**Source text**
The second symbolic practice was the lavish application of rouge to the cheeks: not delicate shading but huge precise circles of a colour not far from scarlet. Casanova believed that rouge emphasized ladies’ eyes and indicated “amorous fury,” while widows like Maria Teresa and the Dauphine Maria Josepha gave up wearing it as a measure of austerity. In the case of Marie Antoinette, with her superb complexion, it still had to be formally applied every morning in front of “the whole world.” Rouge, however, was not worn at Versailles in order to allure. It was a badge, or rather two badges, of rank and distinction. It was for this reason that the market-women, who ignored the prohibition on those outside court using rouge, made themselves look like “raddled old dolls,” according to Madame Vigée Le Brun, in an attempt to ape the great ladies; by 1780 French women were said to use 2 million pots of rouge a year.

Visitors from other courts were often appalled by what they saw; in the 1760s Leopold Mozart thought the aristocratic French women looked like wooden Nuremberg dolls on account of this “detestable make-up . . . unbearable to the eyes of an honest German.” The Emperor Joseph II was equally scathing; he would mock his little sister for her grotesque appearance. In wearing her rouge, however (and spending a great deal of money on it; rouge was so expensive that poorer people used red wine to stain their cheeks) Marie Antoinette was for the time being loyally obeying the convention for Versailles, even if it made her unbearable to German eyes.

 

“Everything that characterizes the public spirit of a court . . . is always interesting to note,” wrote the Baron Grimm in one of his witty reports on Versailles life, which were sent back to his master the Duke of Saxe-Gotha. For this reason, a row about etiquette that broke out immediately after the Dauphine’s arrival, although apparently trivial, took on a significant aspect. It was all a question of a single dance—a minuet—and two masterful women. The first was the Empress Maria Teresa who liked the idea of family connections abroad being favoured. The second was the Comtesse de Brionne. Born a Rohan (of the Rochefort line) she was the widow of Charles Louis de Lorraine, from the cadet branch of the House of Lorraine established in France.

**Record excerpts**
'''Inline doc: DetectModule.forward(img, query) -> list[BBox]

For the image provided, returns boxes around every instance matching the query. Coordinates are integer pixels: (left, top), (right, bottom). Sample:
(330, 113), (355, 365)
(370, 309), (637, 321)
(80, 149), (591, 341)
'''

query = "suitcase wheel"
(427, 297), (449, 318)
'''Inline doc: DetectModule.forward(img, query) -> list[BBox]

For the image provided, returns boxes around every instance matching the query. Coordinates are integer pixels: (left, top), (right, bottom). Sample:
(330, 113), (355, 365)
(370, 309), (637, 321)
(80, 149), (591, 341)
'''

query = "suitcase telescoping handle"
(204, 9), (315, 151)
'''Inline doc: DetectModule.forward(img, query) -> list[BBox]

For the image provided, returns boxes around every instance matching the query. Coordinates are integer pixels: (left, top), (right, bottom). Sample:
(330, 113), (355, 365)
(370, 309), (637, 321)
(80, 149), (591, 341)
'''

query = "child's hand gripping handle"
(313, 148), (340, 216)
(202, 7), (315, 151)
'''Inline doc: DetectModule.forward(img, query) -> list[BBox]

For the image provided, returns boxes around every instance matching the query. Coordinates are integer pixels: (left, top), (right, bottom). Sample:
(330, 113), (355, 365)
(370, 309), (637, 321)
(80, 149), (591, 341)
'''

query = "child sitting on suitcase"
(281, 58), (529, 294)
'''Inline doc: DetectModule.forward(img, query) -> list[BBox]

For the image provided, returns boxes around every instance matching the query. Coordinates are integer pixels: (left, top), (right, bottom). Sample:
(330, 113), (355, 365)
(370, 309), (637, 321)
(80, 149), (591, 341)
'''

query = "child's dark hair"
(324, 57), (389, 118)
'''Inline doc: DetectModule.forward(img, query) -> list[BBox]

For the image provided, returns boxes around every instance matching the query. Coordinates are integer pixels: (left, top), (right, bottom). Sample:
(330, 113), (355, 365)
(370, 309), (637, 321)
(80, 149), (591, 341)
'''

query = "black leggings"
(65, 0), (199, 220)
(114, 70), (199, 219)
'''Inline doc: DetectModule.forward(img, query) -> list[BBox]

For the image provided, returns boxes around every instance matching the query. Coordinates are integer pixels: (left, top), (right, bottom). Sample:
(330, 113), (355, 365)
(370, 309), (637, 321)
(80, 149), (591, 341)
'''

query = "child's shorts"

**Required tasks**
**a.** In the passage on rouge at Versailles, how many pots of rouge were French women said to use a year by 1780?
**b.** Rewrite the passage on rouge at Versailles, starting at the words "Visitors from other" and stopping after "to German eyes.", with "appalled" changed to "shocked".

**Answers to the exercise**
**a.** 2 million pots

**b.**
Visitors from other courts were often shocked by what they saw; in the 1760s Leopold Mozart thought the aristocratic French women looked like wooden Nuremberg dolls on account of this “detestable make-up . . . unbearable to the eyes of an honest German.” The Emperor Joseph II was equally scathing; he would mock his little sister for her grotesque appearance. In wearing her rouge, however (and spending a great deal of money on it; rouge was so expensive that poorer people used red wine to stain their cheeks) Marie Antoinette was for the time being loyally obeying the convention for Versailles, even if it made her unbearable to German eyes.